§ **Provided records**
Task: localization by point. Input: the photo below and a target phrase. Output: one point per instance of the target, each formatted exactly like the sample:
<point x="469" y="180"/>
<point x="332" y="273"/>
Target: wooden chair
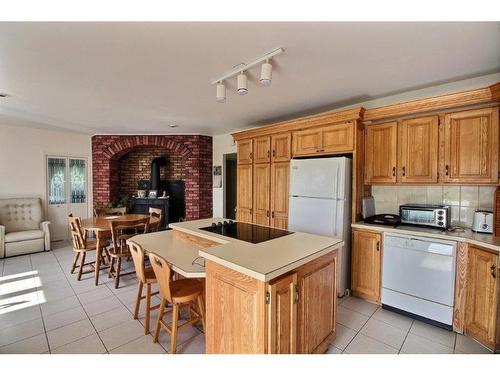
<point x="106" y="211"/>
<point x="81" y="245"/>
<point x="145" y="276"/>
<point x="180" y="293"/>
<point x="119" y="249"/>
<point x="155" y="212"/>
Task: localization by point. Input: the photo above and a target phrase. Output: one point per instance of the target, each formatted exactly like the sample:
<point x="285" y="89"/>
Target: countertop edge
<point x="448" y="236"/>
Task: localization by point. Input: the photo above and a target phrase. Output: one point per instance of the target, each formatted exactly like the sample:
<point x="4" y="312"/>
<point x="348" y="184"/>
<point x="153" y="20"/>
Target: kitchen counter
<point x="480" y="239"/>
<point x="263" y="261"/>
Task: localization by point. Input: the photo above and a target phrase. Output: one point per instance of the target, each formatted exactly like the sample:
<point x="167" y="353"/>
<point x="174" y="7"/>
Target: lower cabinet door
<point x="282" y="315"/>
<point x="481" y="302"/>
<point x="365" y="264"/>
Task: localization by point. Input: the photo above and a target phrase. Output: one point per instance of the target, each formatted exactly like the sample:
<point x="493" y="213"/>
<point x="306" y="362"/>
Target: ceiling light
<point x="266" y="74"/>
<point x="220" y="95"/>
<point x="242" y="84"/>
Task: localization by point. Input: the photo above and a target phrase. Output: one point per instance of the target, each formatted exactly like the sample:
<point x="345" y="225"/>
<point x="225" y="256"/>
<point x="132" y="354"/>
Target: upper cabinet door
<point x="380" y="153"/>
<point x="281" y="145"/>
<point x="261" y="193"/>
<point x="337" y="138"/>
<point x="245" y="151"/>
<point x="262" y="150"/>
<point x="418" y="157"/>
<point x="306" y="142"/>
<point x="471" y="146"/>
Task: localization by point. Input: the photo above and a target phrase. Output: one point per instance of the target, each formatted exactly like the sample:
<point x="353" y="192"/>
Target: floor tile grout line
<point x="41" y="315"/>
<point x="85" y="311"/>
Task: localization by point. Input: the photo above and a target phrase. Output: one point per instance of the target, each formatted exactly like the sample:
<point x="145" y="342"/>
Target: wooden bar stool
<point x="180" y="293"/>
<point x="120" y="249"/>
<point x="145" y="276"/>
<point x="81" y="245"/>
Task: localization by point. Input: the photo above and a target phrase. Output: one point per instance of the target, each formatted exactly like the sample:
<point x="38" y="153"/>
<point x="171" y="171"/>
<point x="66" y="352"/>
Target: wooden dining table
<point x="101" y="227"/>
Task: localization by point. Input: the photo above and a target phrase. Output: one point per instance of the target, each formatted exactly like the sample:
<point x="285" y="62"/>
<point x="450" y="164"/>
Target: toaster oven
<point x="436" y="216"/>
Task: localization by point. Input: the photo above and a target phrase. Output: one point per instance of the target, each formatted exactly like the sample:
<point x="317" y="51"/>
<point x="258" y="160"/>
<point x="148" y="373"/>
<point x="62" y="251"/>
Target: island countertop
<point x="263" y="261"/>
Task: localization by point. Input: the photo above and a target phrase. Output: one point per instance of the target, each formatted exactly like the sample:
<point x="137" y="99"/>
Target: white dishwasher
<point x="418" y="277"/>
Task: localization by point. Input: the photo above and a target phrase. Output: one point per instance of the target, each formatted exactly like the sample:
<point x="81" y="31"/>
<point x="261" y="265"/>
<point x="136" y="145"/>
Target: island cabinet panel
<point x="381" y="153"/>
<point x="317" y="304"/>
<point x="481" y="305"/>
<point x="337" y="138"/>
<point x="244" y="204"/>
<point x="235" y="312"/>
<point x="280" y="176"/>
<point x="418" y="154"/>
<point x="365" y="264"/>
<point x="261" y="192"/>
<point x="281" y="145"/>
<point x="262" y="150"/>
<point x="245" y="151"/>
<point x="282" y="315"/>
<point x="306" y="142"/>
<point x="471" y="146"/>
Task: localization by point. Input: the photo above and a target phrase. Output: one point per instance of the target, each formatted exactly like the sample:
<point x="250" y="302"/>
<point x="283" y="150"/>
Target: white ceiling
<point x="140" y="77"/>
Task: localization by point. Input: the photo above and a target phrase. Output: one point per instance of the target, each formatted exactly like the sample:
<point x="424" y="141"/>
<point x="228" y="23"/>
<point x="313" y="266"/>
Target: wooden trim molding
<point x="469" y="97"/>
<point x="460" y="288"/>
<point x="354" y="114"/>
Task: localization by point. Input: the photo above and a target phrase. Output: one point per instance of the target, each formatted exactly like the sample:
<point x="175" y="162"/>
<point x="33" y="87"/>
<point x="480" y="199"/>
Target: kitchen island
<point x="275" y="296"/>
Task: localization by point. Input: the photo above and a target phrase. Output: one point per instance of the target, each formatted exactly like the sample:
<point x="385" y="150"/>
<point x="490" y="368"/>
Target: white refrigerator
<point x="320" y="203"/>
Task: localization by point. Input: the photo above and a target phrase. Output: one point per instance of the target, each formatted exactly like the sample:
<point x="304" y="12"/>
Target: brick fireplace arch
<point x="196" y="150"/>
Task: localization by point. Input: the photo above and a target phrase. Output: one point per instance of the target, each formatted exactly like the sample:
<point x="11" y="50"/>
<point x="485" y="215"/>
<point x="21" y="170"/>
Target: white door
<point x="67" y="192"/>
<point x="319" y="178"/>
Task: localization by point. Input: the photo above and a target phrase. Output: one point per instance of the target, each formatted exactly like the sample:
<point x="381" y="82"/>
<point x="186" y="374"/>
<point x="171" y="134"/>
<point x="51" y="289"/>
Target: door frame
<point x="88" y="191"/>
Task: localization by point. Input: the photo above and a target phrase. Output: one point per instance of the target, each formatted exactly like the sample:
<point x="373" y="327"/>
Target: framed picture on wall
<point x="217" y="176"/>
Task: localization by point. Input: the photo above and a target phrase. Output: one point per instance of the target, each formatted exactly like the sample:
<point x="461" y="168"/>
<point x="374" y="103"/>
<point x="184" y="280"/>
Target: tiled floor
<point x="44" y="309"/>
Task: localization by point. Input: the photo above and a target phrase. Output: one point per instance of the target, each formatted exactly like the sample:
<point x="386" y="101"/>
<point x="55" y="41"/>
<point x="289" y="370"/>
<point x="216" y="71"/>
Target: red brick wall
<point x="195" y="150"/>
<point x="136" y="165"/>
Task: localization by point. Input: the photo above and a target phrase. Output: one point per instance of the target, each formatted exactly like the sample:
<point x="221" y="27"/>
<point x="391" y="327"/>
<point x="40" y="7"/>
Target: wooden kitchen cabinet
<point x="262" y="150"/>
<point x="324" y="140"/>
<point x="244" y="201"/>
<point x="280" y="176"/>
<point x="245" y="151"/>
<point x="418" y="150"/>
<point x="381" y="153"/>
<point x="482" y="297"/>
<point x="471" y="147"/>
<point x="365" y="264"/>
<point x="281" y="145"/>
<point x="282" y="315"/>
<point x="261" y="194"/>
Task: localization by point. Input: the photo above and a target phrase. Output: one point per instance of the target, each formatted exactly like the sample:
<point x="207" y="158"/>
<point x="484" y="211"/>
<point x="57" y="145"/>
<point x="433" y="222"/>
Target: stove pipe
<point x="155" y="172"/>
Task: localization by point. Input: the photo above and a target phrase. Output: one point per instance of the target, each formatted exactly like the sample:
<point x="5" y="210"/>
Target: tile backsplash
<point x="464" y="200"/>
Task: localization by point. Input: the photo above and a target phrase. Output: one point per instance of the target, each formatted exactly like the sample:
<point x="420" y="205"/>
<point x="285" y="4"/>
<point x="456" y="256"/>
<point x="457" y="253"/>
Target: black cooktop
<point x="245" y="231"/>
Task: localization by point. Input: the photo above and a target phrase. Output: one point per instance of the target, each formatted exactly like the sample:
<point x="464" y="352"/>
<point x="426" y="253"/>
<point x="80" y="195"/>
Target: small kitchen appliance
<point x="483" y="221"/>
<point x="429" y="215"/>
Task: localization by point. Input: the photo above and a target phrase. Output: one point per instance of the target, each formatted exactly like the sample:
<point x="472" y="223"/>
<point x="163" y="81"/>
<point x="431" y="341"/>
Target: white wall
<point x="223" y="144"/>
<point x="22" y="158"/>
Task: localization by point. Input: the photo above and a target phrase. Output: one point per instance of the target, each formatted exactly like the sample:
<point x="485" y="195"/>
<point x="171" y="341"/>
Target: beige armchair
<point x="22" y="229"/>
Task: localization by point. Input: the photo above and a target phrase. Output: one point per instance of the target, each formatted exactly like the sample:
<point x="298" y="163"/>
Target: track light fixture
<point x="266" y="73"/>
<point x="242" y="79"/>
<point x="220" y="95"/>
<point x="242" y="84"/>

§ **Exercise prompt**
Pull out each line of the listing that contains the word "white", treating uppercase and lowercase letters as different.

§ **Task answer**
Target: white dishwasher
Target: white ceiling
Target: white refrigerator
Target: white door
Target: white wall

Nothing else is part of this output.